*YOUR GOAL*. Quote all entries in full, exactly.

Coordinate labeling data

━━━━━━━━━━━━━━━━━━━━

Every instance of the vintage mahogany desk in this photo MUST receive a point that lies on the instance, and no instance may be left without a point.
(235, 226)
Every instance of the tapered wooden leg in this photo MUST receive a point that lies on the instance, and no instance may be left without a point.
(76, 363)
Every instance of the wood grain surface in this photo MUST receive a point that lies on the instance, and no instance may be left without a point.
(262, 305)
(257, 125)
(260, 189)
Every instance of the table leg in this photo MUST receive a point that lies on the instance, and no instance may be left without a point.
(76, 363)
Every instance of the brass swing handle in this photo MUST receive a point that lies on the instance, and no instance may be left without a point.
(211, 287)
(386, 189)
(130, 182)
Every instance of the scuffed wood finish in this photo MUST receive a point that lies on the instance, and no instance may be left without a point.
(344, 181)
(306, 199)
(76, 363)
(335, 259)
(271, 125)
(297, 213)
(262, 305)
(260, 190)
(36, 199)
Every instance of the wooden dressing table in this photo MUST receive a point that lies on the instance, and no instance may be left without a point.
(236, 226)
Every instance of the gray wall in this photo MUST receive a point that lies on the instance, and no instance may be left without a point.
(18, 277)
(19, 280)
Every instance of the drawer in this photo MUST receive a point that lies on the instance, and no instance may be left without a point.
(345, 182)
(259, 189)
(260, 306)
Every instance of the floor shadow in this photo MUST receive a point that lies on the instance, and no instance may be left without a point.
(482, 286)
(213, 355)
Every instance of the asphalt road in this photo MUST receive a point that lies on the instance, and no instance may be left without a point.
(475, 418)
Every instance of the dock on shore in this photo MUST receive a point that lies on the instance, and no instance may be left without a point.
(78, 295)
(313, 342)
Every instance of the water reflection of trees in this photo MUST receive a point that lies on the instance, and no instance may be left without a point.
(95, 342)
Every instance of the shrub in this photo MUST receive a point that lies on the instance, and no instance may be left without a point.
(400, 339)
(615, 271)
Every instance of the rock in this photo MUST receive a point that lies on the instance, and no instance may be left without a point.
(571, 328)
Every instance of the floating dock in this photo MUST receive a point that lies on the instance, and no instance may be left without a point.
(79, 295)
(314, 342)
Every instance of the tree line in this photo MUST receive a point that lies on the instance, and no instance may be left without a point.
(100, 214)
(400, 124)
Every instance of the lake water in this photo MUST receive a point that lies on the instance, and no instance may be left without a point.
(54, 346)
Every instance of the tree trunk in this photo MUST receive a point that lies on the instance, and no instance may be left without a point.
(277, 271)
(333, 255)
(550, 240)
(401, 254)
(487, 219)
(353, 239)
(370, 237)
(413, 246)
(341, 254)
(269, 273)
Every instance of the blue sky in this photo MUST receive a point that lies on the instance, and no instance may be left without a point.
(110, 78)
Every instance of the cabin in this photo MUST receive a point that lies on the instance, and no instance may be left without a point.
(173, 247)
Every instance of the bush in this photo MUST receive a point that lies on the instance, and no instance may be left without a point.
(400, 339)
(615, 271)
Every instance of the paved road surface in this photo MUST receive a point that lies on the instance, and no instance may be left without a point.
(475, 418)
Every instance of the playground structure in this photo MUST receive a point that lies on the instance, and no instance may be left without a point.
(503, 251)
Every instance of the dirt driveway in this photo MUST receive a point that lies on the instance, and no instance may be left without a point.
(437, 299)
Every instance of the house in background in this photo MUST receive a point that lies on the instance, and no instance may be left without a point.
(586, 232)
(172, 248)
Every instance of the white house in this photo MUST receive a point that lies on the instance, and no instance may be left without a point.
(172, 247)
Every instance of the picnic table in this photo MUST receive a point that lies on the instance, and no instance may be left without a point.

━━━━━━━━━━━━━━━━━━━━

*OUTPUT FOR THIS EXERCISE*.
Every instance of the vintage mahogany desk in this photo MUST receive a point that lies on the instance, and no instance may be left without a point.
(235, 226)
Every instance of the tapered wooden leg in this photo MUST receive a point that lies on the instance, and no instance may be left without a point.
(76, 363)
Every instance of the wood grain surface in this photo MUST receive a point that lies on the instance, and no instance may be left without a point.
(262, 305)
(257, 125)
(260, 189)
Every instance of the table leg in this photo MUST receive a point that lies on the instance, and no instance may be left without a point.
(76, 363)
Every instance of the brass swing handle in this photo MUST receive a point that lies on the instance, and no instance may be left without a point.
(211, 287)
(386, 189)
(130, 182)
Every instance of the scuffed wood finish in this photo MUST receive a point that lies on the instance, and no instance may be left without a point.
(344, 181)
(306, 199)
(76, 363)
(335, 259)
(271, 125)
(297, 213)
(262, 305)
(260, 190)
(36, 199)
Every instance of the wooden dressing table in this photo MUST receive a point that lies on the instance, and no instance may be left without a point.
(236, 226)
Every instance of the gray wall in this photo MUST receive a point that lies on the instance, and no instance may be left without a point.
(18, 277)
(19, 280)
Every instance of the drawer in this photo MUST receive a point that lies on the instance, and no instance may be left without a point.
(345, 182)
(259, 189)
(260, 306)
Every instance of the floor shadow in this photo MUST receive a point that lies on the instance, and no instance may be left without a point.
(482, 286)
(213, 355)
Every instance of the asphalt road in this photo MUST receive a point that lies on the instance, and no instance may be left without a point.
(475, 418)
Every instance of the dock on shore in this photo MUST receive a point that lies on the instance, and no instance may be left without a point.
(78, 295)
(313, 342)
Every instance of the water reflection of trees in this photo MUST receive a point that lies on the instance, and no instance may be left without a point.
(95, 342)
Every instance of the shrub in this photo MUST receive a point that lies on the instance, and no instance may be left without a point.
(400, 339)
(615, 271)
Every instance of the rock in this photo MUST receive a point that lies on the instance, and no instance may be left without a point.
(571, 328)
Every instance of the floating dock in this photo MUST receive a point that lies on the instance, and no instance may be left without a point.
(79, 295)
(314, 342)
Every instance of the tree line in this photo MUST receive a point that lies on the instance, and no instance may be left without a point.
(100, 214)
(400, 124)
Every instance of the lake water in this photo MUST receive a point that lies on the instance, and no instance may be left without a point.
(54, 346)
Every instance of the tree trunk in this photo MUST receive a point that lies on the instance, and no instance may be left without a point.
(277, 271)
(333, 255)
(550, 240)
(401, 254)
(487, 219)
(353, 239)
(370, 237)
(413, 246)
(341, 254)
(269, 273)
Every instance of the blue sky in this photo MUST receive a point that lies on the instance, and no instance may be left without a point.
(110, 78)
Every instance of the cabin in this photo MUST receive a point that lies on the instance, and no instance may be left without a point.
(173, 247)
Every instance of the bush in this photo MUST receive a point that lies on the instance, and no instance may be left without a point.
(400, 339)
(615, 271)
Every instance of the paved road surface in this photo MUST receive a point that lies on the instance, and no instance may be left without a point.
(475, 418)
Every instance of the playground structure in this photo MUST receive a point that lies on the instance, and no instance may be left without a point.
(503, 251)
Every instance of the dirt driveway in this photo MUST receive a point that lies on the instance, and no instance may be left without a point.
(437, 299)
Every instance of the house in background in this photo MUST receive a point that lies on the instance, and no instance may be left without a point.
(586, 232)
(172, 248)
Every instance of the white house in this photo MUST receive a point that lies on the instance, and no instance may be left without a point.
(172, 247)
Every instance of the picnic table in this photo MUST receive a point that lies on the instance, and no instance may be left without a point.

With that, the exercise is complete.